- **Problem**:
Every line of the data below should be retyped exactly, with no images carried over.

- **Information provided**:
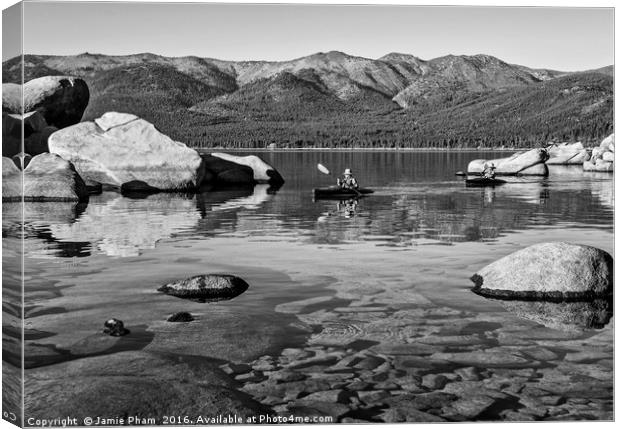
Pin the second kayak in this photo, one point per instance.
(484, 181)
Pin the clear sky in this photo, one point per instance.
(558, 38)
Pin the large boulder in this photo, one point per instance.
(602, 156)
(553, 271)
(531, 162)
(47, 177)
(60, 99)
(261, 171)
(36, 133)
(227, 173)
(119, 148)
(208, 287)
(567, 154)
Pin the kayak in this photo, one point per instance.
(483, 181)
(338, 192)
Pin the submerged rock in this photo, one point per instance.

- **Answer space**:
Pin the second kayak in this photo, one point per instance.
(484, 181)
Pin the clear sky in this photo, one point per instance.
(558, 38)
Pin the large boulder in this photo, one point per instance.
(602, 156)
(553, 271)
(531, 162)
(47, 177)
(60, 99)
(261, 171)
(36, 133)
(227, 173)
(119, 148)
(208, 287)
(567, 154)
Pin the kayak in this photo, one point per instance.
(483, 181)
(338, 192)
Pin the submerged rock in this photo, one point per instance.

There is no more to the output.